# DATA EXTRACT start

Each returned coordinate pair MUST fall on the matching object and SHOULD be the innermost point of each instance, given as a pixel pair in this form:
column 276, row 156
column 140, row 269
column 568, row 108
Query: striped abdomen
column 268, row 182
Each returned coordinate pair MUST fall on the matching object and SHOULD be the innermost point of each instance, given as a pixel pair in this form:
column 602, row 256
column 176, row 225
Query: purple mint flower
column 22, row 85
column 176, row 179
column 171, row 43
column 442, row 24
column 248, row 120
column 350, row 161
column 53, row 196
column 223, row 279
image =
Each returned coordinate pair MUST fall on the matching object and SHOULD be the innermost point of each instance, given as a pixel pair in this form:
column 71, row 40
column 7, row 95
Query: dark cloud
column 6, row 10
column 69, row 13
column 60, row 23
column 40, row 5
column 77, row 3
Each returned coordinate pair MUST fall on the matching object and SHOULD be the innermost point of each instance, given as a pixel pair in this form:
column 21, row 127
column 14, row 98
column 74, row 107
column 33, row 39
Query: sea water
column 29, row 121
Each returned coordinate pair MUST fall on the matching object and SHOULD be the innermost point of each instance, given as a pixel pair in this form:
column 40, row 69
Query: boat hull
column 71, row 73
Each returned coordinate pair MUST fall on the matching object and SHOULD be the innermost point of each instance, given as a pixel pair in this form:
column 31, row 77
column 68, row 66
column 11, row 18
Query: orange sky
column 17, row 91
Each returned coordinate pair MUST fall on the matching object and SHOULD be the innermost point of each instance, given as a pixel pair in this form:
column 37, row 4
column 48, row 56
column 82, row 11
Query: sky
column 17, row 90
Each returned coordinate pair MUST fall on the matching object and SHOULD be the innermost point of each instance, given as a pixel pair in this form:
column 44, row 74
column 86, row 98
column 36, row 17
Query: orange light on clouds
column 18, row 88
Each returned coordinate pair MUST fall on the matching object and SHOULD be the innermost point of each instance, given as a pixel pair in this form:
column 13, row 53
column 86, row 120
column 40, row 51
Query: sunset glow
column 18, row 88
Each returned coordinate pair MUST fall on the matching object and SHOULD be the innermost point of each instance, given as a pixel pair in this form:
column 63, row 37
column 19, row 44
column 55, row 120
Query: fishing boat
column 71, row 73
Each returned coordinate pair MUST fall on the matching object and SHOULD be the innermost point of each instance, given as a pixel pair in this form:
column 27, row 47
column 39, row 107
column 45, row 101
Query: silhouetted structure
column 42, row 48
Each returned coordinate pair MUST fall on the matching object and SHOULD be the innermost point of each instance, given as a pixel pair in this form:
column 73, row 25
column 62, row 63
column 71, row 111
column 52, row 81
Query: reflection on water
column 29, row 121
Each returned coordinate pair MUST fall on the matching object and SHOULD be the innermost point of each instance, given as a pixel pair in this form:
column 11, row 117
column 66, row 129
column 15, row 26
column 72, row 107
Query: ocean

# DATA EXTRACT end

● WHAT IS ASKED:
Reproduce the full listing exactly.

● EXERCISE RESULT:
Each returned coordinate pair MUST fall on the matching object and SHOULD be the innermost point of each instance, given as a pixel pair in this form:
column 276, row 156
column 140, row 269
column 568, row 108
Query: striped abdomen
column 268, row 182
Each returned coordinate pair MUST fall on the matching object and SHOULD be the innermost point of each instance, given as a pixel pair in this form:
column 602, row 256
column 176, row 225
Query: purple mint flower
column 22, row 85
column 176, row 179
column 171, row 43
column 442, row 24
column 248, row 120
column 350, row 161
column 53, row 196
column 223, row 279
image =
Each returned coordinate pair MUST fall on the matching object and SHOULD be the innermost point of each instance, given as a pixel pair in this form:
column 71, row 40
column 7, row 95
Query: dark cloud
column 6, row 10
column 69, row 13
column 60, row 23
column 40, row 5
column 77, row 3
Each returned coordinate pair MUST fall on the matching object and SHOULD be the innermost point of each instance, given as a pixel pair in this form:
column 21, row 127
column 14, row 98
column 74, row 107
column 33, row 39
Query: sea water
column 29, row 121
Each returned coordinate pair MUST fall on the matching object and SHOULD be the innermost point of each instance, given as a pixel pair in this form:
column 40, row 69
Query: boat hull
column 71, row 73
Each returned coordinate pair MUST fall on the matching object and SHOULD be the innermost point of each instance, given as a pixel pair in this form:
column 31, row 77
column 68, row 66
column 11, row 18
Query: orange sky
column 17, row 91
Each returned coordinate pair MUST fall on the matching object and SHOULD be the innermost point of each instance, given as a pixel pair in this form:
column 37, row 4
column 48, row 56
column 82, row 11
Query: sky
column 17, row 90
Each returned coordinate pair MUST fall on the matching object and SHOULD be the innermost point of each instance, given as a pixel pair in this form:
column 44, row 74
column 86, row 98
column 36, row 17
Query: orange light on clouds
column 18, row 88
Each returned coordinate pair MUST fall on the matching object and SHOULD be the innermost point of each instance, given as a pixel pair in this form:
column 13, row 53
column 86, row 120
column 40, row 51
Query: sunset glow
column 18, row 88
Each returned coordinate pair MUST fall on the matching object and SHOULD be the innermost point of each instance, given as a pixel pair in this form:
column 63, row 37
column 19, row 44
column 55, row 120
Query: fishing boat
column 71, row 73
Each returned coordinate pair MUST fall on the matching object and SHOULD be the innermost point of each instance, given as a pixel pair in this form:
column 27, row 47
column 39, row 107
column 45, row 101
Query: silhouetted structure
column 42, row 48
Each returned coordinate pair MUST fall on the matching object and SHOULD be the innermost point of each instance, given as a pixel pair in this form:
column 73, row 25
column 62, row 63
column 71, row 111
column 52, row 81
Query: reflection on water
column 29, row 121
Each returned coordinate pair MUST fall on the matching object and SHOULD be the innermost point of each instance, given as a pixel pair in this form:
column 11, row 117
column 66, row 129
column 15, row 26
column 72, row 107
Query: ocean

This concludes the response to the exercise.